**REQUIRED TASK:** Show every line of the listing below that contains the string "black", treating uppercase and lowercase as distinct.

***** DATA ROWS *****

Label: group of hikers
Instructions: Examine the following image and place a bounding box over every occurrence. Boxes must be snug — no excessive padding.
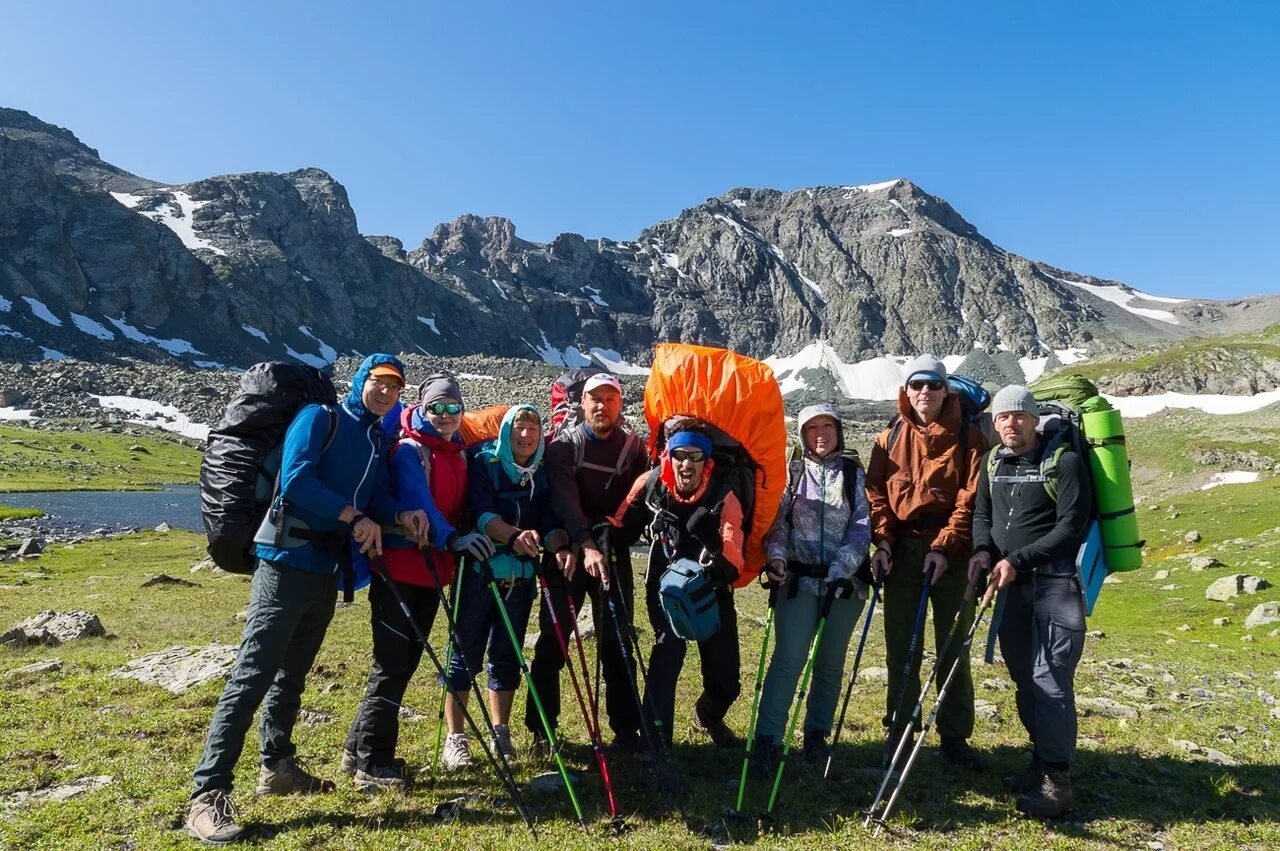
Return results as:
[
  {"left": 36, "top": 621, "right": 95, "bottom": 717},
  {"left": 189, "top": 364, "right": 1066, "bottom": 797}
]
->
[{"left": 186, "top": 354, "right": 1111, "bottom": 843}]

*****
***** DATA ROWS *****

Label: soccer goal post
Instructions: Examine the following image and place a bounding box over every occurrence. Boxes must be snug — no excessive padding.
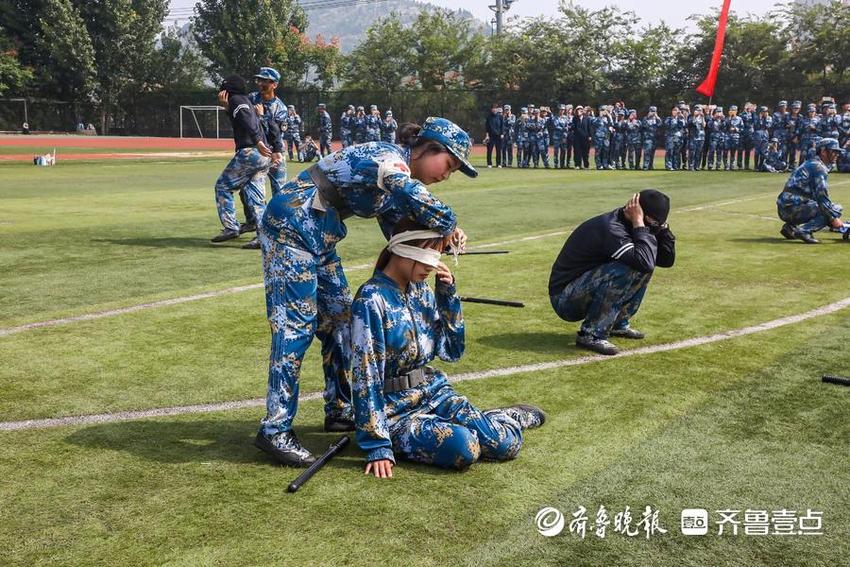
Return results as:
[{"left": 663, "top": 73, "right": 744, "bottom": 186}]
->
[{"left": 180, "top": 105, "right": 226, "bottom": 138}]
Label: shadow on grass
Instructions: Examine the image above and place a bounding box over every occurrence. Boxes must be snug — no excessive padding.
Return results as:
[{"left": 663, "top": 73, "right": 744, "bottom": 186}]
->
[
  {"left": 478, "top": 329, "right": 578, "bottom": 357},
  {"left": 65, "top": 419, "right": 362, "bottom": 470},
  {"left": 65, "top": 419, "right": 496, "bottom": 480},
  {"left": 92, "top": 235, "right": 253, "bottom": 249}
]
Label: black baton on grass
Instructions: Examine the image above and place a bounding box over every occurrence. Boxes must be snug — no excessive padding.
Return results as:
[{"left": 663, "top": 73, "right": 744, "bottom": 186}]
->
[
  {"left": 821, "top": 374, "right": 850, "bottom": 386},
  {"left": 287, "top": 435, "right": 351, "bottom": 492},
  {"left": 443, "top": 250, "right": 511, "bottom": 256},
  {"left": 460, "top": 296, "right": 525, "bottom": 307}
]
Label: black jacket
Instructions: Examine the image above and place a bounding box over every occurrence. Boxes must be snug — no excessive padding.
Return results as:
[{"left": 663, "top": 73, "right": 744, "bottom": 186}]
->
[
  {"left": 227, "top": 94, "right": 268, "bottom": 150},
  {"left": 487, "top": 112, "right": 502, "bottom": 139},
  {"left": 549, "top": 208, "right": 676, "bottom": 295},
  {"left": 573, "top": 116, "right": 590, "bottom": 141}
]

*****

**ANSWER FOR THIS EXERCISE:**
Label: black baton on grass
Label: black jacket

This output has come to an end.